## Stated task
Every entry below must be repeated exactly; skip the pictures.

## Supplied material
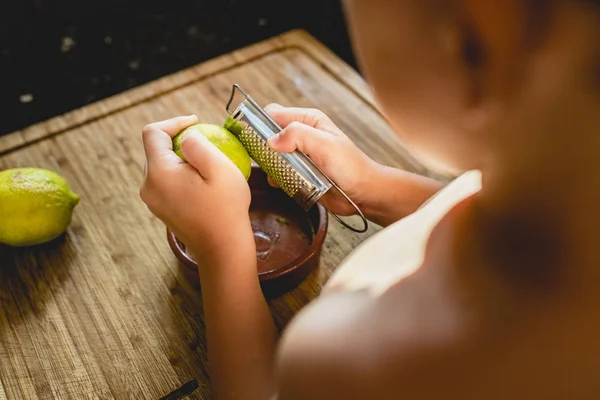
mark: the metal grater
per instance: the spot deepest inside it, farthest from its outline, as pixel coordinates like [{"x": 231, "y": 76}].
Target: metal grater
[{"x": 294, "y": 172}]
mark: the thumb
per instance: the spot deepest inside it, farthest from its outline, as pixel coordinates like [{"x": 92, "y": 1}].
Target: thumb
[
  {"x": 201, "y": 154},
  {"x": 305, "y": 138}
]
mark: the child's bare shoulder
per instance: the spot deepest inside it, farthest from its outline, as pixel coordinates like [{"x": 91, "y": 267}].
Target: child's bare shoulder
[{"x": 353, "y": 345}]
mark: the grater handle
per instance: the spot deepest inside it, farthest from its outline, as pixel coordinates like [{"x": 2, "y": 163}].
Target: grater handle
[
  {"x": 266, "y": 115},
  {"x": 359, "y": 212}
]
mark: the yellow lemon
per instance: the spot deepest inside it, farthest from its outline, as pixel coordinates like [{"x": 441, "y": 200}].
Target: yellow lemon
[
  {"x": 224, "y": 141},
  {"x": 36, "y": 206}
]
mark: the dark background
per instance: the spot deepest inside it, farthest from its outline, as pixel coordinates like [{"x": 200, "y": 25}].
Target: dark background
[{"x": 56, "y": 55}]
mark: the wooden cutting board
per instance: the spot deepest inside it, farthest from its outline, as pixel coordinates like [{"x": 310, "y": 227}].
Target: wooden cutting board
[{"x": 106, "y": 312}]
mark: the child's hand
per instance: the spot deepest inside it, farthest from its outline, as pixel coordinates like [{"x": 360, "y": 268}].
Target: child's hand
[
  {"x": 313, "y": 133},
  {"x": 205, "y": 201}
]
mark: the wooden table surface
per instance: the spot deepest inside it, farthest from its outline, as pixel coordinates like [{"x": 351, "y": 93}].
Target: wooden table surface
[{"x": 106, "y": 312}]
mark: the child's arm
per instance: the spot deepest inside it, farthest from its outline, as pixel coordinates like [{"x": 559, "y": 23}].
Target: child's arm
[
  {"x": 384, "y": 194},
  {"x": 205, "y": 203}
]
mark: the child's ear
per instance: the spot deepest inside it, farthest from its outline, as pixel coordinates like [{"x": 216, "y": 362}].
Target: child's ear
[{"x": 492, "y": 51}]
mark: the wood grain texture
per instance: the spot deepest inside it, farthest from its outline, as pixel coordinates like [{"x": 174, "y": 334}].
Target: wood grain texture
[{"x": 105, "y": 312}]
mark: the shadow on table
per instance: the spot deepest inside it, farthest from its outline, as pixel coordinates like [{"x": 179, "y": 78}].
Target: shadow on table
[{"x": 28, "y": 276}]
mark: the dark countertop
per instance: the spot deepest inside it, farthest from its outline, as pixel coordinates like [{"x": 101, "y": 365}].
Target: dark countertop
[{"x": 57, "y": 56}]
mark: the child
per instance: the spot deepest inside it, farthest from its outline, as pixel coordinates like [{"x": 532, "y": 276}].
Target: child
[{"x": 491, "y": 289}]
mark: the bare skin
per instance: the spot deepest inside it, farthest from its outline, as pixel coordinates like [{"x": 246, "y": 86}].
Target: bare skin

## Response to this exercise
mark: the metal grater
per instance: the spot deepest inside it, farthest from its outline, as pixel coordinates like [{"x": 231, "y": 76}].
Target: metal grater
[{"x": 294, "y": 172}]
mark: the thumb
per instance: the spot deepest inside it, farthest from its outline, as pixel coordinates like [{"x": 92, "y": 1}].
Target: thumb
[
  {"x": 201, "y": 154},
  {"x": 305, "y": 138}
]
mark: the child's bare shoulder
per instance: the spot deepest inside it, farthest from its outline, as pixel coordinates like [{"x": 91, "y": 267}].
Target: child's bare shoulder
[{"x": 353, "y": 345}]
mark: the grater handle
per instance: the spot deepest inside it, farthest from its outline, as pixel coordinates like [{"x": 2, "y": 163}].
Target: grater handle
[
  {"x": 266, "y": 115},
  {"x": 359, "y": 212}
]
mark: the yellow lemon
per instance: the spot deepest inside it, farthest from its outline, as pixel coordinates like [{"x": 441, "y": 200}].
Target: yellow lemon
[
  {"x": 224, "y": 141},
  {"x": 36, "y": 206}
]
mark: the dark background
per instance: the spot deepest inside it, farthest from its outline, as pixel coordinates like [{"x": 200, "y": 25}].
Target: dark background
[{"x": 56, "y": 55}]
mark: the wooden cutting board
per instance: the spot deepest inside it, farthest from its outline, as pixel coordinates like [{"x": 310, "y": 227}].
Target: wooden cutting board
[{"x": 106, "y": 312}]
mark: the child's hand
per instance: the spot deepest inside it, farthest from its outline, as pixel coordinates like [{"x": 360, "y": 268}].
Target: child's hand
[
  {"x": 313, "y": 133},
  {"x": 205, "y": 201}
]
mark: the wooden table surface
per instance: the spot deepest inside it, farthest from its outline, as pixel coordinates like [{"x": 351, "y": 93}].
Target: wooden table surface
[{"x": 106, "y": 312}]
mark: the child's arm
per instance: the spot deepest inside it, farthest from its outline, as pixel coordinates like [{"x": 559, "y": 23}].
Target: child's arm
[
  {"x": 384, "y": 194},
  {"x": 205, "y": 203}
]
mark: the child's ear
per instance: the spot deepest inside it, farthest from its outline, as pixel coordinates like [{"x": 216, "y": 362}].
Target: child's ear
[{"x": 492, "y": 51}]
mark: the wood grain texture
per instance: the spot deepest inside it, farthest from its outline, as pixel coordinates like [{"x": 174, "y": 334}].
Target: wood grain texture
[{"x": 105, "y": 312}]
mark: the shadow on table
per instance: the spot deepest inside it, farthest from its outline, as pixel coordinates like [{"x": 179, "y": 78}].
Target: shadow on table
[{"x": 28, "y": 276}]
mark: the dark countertop
per instance: the spot deepest inside it, farthest from its outline, as pixel coordinates like [{"x": 101, "y": 365}].
Target: dark countertop
[{"x": 57, "y": 56}]
mark: the child
per instance: the spot deepest inside it, farthest from its outline, as pixel coordinates like [{"x": 532, "y": 276}].
Target: child
[{"x": 491, "y": 289}]
mark: the bare skin
per instance: the spot deepest inside it, farthest from its outline, as pixel coordinates like [{"x": 246, "y": 86}].
Target: bare skin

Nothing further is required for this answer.